▶ _节选内容_
>>>>

注：job_name 定义job名称，是一个拉取单元。每个job_name都会自动引入默认配置如:

scrape_interval 依赖全局配置
scrape_timeout 依赖全局配置
metrics_path 默认为’/metrics’
scheme 默认为’http’，切换抓取数据所用的协议
# 这些也可以在单独的job中自定义

（5）remote_write:

＃用于Prometheus远程存储写配置

url: <string>
 
[ remote_timeout: <duration> | default = 30s ]
 
#写入数据时候进行标签过滤
write_relabel_configs:
  [ - <relabel_config> ... ]
 
basic_auth:
  [ username: <string> ]
  [ password: <string> ]
  [ password_file: <string> ]
 
[ bearer_token: <string> ]
 
[ bearer_token_file: /path/to/bearer/token/file ]
 
tls_config:
  [ <tls_config> ]
 
[ proxy_url: <string> ]
 
#远端写细粒度配置，这里暂时仅仅列出官方注释
queue_config:
  # Number of samples to buffer per shard before we start dropping them.

<<<<

▶ _提供材料_
>>>>

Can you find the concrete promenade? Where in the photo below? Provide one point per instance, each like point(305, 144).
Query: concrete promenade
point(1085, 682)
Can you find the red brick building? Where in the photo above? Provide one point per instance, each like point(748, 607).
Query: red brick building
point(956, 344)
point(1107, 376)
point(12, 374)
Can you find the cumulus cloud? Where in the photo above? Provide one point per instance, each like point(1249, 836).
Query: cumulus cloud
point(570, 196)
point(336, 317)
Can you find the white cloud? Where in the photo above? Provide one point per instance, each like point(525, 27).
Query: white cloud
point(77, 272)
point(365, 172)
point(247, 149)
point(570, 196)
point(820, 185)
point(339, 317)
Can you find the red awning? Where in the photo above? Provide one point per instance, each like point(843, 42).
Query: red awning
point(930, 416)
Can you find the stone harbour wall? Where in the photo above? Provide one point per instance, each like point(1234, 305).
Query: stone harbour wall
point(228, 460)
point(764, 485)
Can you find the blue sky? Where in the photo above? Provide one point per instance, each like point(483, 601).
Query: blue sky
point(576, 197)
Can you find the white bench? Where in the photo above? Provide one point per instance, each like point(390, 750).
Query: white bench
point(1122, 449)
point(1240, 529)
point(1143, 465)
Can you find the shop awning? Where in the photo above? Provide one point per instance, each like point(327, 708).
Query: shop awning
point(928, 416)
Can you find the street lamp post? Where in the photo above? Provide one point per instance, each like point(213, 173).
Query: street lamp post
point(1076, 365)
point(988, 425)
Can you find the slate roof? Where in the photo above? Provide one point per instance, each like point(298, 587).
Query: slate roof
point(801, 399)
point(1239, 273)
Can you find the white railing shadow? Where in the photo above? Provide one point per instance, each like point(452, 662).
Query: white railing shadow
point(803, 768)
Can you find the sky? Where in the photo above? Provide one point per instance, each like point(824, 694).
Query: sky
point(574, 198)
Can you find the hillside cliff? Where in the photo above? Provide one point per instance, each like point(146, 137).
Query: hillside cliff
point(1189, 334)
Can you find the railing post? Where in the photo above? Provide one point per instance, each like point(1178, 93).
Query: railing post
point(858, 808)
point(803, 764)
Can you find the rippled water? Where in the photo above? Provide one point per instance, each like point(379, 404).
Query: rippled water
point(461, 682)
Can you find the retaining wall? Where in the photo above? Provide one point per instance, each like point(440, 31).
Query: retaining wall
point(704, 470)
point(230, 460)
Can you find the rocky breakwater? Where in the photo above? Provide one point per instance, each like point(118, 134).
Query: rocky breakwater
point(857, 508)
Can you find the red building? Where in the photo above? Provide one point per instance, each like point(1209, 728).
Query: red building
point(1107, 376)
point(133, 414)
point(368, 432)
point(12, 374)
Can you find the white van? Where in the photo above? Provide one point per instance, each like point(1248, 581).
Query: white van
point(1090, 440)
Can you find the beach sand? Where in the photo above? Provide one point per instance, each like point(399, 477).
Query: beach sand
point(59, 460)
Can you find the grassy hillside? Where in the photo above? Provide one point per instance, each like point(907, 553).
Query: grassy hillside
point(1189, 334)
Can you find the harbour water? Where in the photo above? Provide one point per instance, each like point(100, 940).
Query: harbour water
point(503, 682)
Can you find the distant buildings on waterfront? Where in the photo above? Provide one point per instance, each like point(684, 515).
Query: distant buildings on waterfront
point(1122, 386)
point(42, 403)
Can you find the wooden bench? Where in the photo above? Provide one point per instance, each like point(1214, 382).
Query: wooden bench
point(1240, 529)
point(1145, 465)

<<<<

▶ _任务目标_
请从 Prometheus 配置说明节选的最后一行之后接着往下续写。

▶ _练习输出_
  [ capacity: <int> | default = 10000 ]
  # Maximum number of shards, i.e. amount of concurrency.
  [ max_shards: <int> | default = 1000 ]
  # Maximum number of samples per send.
  [ max_samples_per_send: <int> | default = 100]
  # Maximum time a sample will wait in buffer.
  [ batch_send_deadline: <duration> | default = 5s ]
  # Maximum number of times to retry a batch on recoverable errors.
  [ max_retries: <int> | default = 3 ]
  # Initial retry delay. Gets doubled for every retry.
  [ min_backoff: <duration> | default = 30ms ]
  # Maximum retry delay.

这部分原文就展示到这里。